• Extracted material:
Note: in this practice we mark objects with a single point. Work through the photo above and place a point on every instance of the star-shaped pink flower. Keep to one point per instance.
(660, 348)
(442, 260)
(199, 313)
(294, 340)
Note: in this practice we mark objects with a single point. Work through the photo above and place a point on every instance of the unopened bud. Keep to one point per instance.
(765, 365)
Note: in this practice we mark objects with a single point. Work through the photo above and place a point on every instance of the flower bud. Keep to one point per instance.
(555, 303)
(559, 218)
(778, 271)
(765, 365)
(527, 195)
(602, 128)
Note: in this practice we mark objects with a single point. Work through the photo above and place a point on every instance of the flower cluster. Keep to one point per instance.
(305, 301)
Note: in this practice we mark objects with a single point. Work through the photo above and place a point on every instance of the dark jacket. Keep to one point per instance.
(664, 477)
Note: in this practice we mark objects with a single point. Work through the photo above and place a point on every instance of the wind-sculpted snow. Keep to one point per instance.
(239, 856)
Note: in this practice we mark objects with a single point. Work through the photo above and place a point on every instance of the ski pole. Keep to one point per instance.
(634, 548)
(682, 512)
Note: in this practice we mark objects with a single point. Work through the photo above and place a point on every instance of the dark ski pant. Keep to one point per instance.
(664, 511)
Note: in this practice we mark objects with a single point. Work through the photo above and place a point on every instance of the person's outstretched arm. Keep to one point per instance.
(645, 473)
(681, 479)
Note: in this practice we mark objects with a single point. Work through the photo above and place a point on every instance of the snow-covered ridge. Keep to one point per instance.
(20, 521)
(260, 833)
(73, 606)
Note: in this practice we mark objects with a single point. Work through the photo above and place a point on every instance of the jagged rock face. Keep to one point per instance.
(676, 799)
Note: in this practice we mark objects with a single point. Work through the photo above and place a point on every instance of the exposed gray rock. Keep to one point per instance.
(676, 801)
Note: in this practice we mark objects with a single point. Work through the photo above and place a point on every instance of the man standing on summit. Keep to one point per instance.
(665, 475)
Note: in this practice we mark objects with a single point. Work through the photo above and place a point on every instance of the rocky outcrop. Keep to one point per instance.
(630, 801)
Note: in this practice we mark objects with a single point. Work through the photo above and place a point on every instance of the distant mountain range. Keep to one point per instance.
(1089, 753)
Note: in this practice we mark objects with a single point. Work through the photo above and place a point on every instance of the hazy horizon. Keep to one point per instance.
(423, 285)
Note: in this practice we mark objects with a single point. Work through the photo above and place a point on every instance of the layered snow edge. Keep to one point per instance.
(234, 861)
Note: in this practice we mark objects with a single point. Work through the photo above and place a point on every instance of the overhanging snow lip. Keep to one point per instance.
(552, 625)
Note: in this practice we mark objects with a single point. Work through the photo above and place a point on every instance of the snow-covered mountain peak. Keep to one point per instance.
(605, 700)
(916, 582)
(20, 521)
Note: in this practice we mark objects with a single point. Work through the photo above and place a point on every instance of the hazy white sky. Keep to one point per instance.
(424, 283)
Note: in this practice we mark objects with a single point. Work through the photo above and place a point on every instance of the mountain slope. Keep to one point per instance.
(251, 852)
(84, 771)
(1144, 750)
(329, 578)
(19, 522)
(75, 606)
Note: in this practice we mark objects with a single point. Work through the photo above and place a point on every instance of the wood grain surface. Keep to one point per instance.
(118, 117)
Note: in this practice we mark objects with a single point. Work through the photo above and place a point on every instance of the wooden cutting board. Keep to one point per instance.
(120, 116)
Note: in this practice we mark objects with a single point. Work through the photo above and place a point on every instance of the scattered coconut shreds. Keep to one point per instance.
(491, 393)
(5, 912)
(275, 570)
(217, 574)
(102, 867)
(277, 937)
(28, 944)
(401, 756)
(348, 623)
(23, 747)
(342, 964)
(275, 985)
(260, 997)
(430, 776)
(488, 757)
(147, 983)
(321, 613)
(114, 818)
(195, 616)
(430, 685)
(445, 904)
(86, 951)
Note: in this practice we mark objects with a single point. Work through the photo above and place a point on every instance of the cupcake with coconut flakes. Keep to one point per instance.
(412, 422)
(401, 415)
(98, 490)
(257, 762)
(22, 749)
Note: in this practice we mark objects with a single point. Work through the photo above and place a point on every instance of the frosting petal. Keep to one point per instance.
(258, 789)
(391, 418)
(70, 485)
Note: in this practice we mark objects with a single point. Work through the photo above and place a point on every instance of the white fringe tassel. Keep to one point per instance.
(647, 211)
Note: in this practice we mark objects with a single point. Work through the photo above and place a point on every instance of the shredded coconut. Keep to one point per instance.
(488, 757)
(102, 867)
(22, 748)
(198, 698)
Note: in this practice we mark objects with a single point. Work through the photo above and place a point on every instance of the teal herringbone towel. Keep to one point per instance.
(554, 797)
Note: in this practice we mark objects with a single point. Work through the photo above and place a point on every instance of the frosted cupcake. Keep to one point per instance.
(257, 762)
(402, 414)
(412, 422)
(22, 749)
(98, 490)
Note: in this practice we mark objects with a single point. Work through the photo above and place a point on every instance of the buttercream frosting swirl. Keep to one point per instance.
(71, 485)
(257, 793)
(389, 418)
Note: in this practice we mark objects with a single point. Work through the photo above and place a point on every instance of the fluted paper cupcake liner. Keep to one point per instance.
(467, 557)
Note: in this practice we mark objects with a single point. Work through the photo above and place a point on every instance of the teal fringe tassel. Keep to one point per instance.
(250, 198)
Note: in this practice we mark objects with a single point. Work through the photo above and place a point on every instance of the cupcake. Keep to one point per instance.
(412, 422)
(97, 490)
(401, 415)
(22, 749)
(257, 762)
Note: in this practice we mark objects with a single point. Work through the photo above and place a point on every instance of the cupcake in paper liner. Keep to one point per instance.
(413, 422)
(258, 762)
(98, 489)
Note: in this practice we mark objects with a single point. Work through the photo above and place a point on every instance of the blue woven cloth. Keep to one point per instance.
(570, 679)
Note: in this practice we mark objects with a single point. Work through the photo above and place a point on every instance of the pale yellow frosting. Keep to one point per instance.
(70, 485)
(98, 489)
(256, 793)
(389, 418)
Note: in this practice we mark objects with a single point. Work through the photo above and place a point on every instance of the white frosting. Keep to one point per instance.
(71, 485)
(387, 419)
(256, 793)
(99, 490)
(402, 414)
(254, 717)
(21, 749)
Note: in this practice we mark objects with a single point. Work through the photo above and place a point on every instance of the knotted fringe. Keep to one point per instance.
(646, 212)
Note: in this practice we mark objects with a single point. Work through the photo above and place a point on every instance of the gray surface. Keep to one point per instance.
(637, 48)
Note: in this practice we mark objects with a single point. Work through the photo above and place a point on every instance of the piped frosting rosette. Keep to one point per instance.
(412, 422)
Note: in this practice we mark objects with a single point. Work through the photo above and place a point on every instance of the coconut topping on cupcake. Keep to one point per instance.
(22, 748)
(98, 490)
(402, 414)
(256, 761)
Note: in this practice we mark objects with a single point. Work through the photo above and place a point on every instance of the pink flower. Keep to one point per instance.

• What you will do: Find the line containing "yellow frosting. Keep to one point per instance." in the material above. Print it and every line after it through the end, exactly and only those.

• Final answer:
Note: in this practice we mark objects with a single point. Work through the photo above and place a point on every instance of the pale yellow frosting. Keep to one point per instance.
(70, 485)
(98, 489)
(256, 793)
(389, 418)
Note: in this practice we mark objects with a single point. Work through the photo above and place a point on every instance of the white frosting. Keep to one point per instance.
(71, 485)
(387, 419)
(256, 793)
(99, 490)
(402, 414)
(254, 717)
(21, 749)
Note: in this practice we mark objects with a single point. Work through the photo above and place a point on every instance of the knotted fringe. Keep to one point per instance.
(646, 212)
Note: in this practice we mark objects with a single point. Work through the photo above and place a point on every instance of the gray surface. Keep to one point per instance.
(637, 48)
Note: in this practice we mark objects with a single point. Work through the photo above and place a point on every instance of the piped frosting rosette. Keep to one point per instance.
(412, 422)
Note: in this practice we mark objects with a single point. Work through the photo above and place a point on every instance of the coconut topping on cupcake. Keep to one point per instance.
(22, 748)
(98, 490)
(402, 414)
(256, 761)
Note: in this practice we mark objects with a single point. Work through the photo above and place a point on every instance of the pink flower. Keep to one point per instance.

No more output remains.